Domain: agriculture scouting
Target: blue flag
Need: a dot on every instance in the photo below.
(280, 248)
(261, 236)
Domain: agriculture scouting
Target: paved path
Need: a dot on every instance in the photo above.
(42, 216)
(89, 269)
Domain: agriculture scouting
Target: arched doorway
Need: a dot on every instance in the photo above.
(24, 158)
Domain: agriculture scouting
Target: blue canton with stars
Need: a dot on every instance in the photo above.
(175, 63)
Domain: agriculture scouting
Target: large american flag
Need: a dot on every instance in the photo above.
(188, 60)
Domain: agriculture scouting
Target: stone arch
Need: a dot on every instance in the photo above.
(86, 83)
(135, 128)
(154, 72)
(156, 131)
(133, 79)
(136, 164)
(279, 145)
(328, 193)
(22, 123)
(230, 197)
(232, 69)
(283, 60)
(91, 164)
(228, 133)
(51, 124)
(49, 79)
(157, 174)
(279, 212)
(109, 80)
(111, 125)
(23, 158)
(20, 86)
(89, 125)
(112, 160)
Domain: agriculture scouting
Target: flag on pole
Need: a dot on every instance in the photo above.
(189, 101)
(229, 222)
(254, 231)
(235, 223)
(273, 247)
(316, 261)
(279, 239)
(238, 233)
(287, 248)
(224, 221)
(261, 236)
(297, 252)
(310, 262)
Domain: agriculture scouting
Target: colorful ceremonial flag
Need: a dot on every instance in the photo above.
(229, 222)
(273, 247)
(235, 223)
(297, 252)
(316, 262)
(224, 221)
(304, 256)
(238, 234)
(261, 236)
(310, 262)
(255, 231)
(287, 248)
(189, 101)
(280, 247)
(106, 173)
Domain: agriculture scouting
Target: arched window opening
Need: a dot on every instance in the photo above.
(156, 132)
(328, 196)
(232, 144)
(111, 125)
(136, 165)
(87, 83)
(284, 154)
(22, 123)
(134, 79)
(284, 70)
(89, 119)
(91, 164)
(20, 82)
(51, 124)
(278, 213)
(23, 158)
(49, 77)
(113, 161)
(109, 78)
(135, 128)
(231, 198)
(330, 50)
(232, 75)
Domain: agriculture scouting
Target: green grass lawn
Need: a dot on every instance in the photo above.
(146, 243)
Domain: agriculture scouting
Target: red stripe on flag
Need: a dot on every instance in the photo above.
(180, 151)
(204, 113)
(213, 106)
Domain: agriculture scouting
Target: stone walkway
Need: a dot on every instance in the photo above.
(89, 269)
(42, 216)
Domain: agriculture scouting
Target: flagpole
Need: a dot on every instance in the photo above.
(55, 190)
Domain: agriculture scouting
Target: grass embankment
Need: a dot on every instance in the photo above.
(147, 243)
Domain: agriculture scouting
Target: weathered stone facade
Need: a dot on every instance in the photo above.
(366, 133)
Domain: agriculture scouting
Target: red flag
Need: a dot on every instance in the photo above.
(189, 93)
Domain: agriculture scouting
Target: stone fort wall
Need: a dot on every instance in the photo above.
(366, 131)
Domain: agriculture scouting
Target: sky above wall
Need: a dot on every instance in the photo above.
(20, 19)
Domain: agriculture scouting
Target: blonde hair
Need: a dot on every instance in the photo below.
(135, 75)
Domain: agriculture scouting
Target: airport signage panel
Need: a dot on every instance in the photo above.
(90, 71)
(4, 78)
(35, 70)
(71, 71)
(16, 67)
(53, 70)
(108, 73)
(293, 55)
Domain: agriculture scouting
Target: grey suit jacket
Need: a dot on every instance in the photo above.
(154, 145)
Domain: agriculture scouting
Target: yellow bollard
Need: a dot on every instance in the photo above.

**What the task requires:** From the data above, copy out every line that contains the string "arched".

**Task response:**
Target: arched doorway
Target: arched window opening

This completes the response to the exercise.